▶ Provided passage:
American actor (1914–1968)

Robert Ayres (11 December 1914 – 5 November 1968) was an American film, stage and television actor. He worked mainly in Britain.

His stage work included Edward Albee's The American Dream and The Death of Bessie Smith at London's Royal Court Theatre in 1961.

==Selected filmography==

- They Were Not Divided (1950) – American Brigadier
- State Secret (1950) – Arthur J. Buckman
- To Have and to Hold (1951) – Max
- Night Without Stars (1951) – Walter
- Black Widow (1951) – Mark Sherwin (The Amnesiac)
- 13 East Street (1952) – Larry Conn
- 24 Hours of a Woman's Life (1952) – Frank Brown
- Cosh Boy (1953) – Bob Stevens
- The Wedding of Lilli Marlene (1953) – Andrew Jackson
- River Beat (1954) – Captain Watford
- Delayed Action (1954) – Ned Ellison
- A Prize of Gold (1955) – Tex
- Contraband Spain (1955) – Mr. Dean, American Embassy superior
- It's Never Too Late (1956) – Leroy Crane
- The Baby and the Battleship (1956) – American Captain (uncredited)

▶ Study material:
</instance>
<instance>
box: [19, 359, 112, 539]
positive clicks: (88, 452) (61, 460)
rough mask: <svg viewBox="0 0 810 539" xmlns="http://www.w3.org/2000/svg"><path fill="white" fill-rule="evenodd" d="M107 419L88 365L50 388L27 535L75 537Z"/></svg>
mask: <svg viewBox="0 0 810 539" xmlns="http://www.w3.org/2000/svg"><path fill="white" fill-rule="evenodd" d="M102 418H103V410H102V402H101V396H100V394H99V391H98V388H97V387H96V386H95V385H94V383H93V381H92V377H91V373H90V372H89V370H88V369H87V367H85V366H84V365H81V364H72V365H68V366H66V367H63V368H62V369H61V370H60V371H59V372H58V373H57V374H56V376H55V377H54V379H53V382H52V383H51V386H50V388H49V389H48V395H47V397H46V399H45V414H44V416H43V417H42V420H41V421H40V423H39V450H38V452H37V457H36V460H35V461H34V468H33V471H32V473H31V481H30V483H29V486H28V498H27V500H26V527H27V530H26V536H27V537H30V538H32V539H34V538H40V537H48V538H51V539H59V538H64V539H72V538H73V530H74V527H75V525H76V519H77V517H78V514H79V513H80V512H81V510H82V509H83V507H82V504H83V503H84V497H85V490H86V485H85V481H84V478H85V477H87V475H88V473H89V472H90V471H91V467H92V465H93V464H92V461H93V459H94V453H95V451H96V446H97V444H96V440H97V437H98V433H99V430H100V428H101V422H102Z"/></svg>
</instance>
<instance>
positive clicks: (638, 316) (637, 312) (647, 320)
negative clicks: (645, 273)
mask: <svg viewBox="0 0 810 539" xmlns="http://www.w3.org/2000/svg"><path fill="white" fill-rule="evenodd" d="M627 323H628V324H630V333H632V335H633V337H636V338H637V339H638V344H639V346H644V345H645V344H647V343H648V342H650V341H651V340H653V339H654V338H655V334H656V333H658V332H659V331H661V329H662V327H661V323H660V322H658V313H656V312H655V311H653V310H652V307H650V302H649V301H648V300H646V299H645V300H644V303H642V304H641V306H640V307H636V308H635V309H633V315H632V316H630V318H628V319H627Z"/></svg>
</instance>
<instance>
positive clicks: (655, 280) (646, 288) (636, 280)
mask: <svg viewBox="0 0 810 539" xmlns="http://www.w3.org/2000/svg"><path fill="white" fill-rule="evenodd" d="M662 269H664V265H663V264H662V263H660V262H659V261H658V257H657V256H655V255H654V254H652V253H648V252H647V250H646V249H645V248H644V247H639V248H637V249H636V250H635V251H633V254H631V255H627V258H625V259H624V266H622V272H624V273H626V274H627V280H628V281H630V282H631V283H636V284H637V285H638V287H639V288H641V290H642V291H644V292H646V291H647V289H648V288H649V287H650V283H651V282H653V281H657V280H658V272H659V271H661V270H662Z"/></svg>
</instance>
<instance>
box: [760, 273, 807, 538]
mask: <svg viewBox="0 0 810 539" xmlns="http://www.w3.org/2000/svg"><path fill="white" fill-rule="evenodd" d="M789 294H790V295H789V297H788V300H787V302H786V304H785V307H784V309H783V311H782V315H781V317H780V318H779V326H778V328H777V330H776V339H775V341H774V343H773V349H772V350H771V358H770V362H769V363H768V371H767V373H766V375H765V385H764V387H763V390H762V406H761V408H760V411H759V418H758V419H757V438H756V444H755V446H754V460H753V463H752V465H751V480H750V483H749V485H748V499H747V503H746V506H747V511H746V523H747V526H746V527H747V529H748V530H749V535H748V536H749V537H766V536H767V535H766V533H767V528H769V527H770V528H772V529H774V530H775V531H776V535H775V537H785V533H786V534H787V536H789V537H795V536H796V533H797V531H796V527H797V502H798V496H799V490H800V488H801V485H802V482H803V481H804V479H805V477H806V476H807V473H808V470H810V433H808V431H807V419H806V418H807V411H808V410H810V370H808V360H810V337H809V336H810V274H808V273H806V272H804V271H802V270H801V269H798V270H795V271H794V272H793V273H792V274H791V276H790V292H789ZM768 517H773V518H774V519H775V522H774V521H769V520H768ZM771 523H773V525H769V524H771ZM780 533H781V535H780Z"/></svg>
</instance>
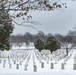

▶ Tasks and exercises:
1. Answer these questions about the passage on actor Robert Ayres:
(a) In which country did Ayres mainly work?
(b) At which London theater did he appear in Albee's plays, and in what year?
(c) What role did he play in Cosh Boy (1953)?
2. Continue the passage on actor Robert Ayres from the point where it stops.

▶ Numbered answers:
1.
(a) Britain
(b) The Royal Court Theatre, in 1961
(c) Bob Stevens

2.
- Operation Murder (1957) – Larry Winton
- The Story of Esther Costello (1957) – Mr. Wilson
- Time Lock (1957) – Insp. Andrews
- Cat Girl (1957) – Dr. Brian Marlowe
- The Depraved (1957) – Colonel-in-chief
- A Night to Remember (1958) – Maj. Arthur Peuchen
- First Man into Space (1959) – Capt. Ben Richards
- John Paul Jones (1959) – John Adams
- A Woman's Temptation (1959) – Mike
- Date at Midnight (1959) – Gordon Baines
- Transatlantic (1960) – Hotchkiss
- The Road to Hong Kong (1962) – American Official
- Two and Two Make Six (1962) – Col. Robert Thompson
- The Sicilians (1963) – Angelo Di Marco
- The Heroes of Telemark (1965) – General Courts
- Woman's Temptation (1966) – Mike
- The 25th Hour (1967)
- Battle Beneath the Earth (1967) – Adm. Felix Hillebrand
- Isadora (1968) – (uncredited) (final film role)

==Death==
Ayres died of a heart attack, at age 53 on 5 November 1968 in Hemel Hempstead, Hertfordshire, England.